● **Data supplied**
* BEGIN *
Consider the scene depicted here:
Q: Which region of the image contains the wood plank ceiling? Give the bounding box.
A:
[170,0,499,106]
* END *
* BEGIN *
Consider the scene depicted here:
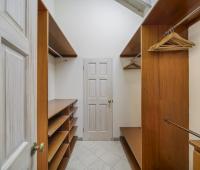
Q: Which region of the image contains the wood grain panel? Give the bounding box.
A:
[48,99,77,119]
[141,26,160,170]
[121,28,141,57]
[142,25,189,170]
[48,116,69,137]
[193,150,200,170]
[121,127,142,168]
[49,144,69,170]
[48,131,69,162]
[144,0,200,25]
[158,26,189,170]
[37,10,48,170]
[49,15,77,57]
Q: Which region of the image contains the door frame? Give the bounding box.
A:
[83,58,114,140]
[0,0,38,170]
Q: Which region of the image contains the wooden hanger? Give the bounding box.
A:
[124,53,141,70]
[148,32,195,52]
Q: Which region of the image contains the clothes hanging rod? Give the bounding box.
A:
* END *
* BEGIN *
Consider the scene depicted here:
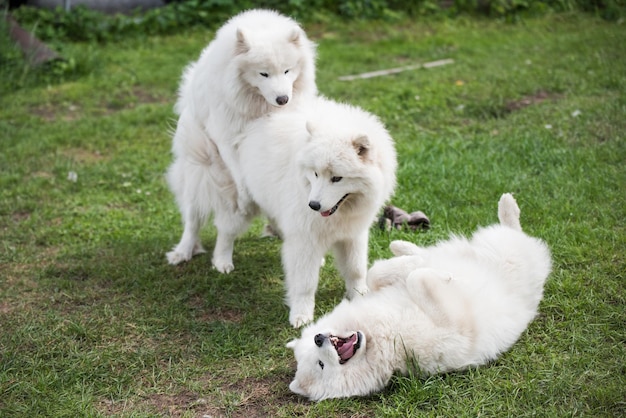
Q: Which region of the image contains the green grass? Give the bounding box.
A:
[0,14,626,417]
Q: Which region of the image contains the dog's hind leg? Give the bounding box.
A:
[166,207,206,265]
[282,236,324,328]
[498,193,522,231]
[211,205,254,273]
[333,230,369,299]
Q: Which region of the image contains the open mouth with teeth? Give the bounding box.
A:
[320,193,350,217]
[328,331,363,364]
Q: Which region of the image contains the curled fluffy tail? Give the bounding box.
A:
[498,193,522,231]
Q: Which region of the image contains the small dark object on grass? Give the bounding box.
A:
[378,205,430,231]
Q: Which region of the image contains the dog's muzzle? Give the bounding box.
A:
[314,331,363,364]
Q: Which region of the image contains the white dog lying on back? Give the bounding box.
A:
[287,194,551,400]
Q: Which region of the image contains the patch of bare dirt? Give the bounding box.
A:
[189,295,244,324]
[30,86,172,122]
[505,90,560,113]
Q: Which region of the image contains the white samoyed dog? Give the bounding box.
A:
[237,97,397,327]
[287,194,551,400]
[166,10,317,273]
* END *
Render the lines from the one containing "Q: Which region of the image contains the curled" through the one containing "[166,10,317,273]", both included, as a JSON list of strings. Use one string per line and omit blank lines.

[
  "Q: Which region of the image contains the curled fluffy tail? Give the bounding box.",
  "A:",
  "[498,193,522,231]",
  "Q: Which region of the image contains the small dark object on grass? Give the bounding box.",
  "A:",
  "[378,205,430,231]",
  "Q: Which region of the image contains the dog's muzzle? Give the bounding box.",
  "A:",
  "[314,331,363,364]",
  "Q: Which region of the image contains the white dog lying on back? Give the bounding box.",
  "A:",
  "[287,194,551,400]",
  "Q: Which region of the image contains the patch of bare dirt? Give the bounding box.",
  "A:",
  "[189,295,244,324]",
  "[30,86,172,122]",
  "[505,90,560,113]",
  "Q: Which region of the image contains the white samoyed dog? Give the bounding box.",
  "A:",
  "[237,97,397,327]",
  "[287,194,551,400]",
  "[166,10,317,273]"
]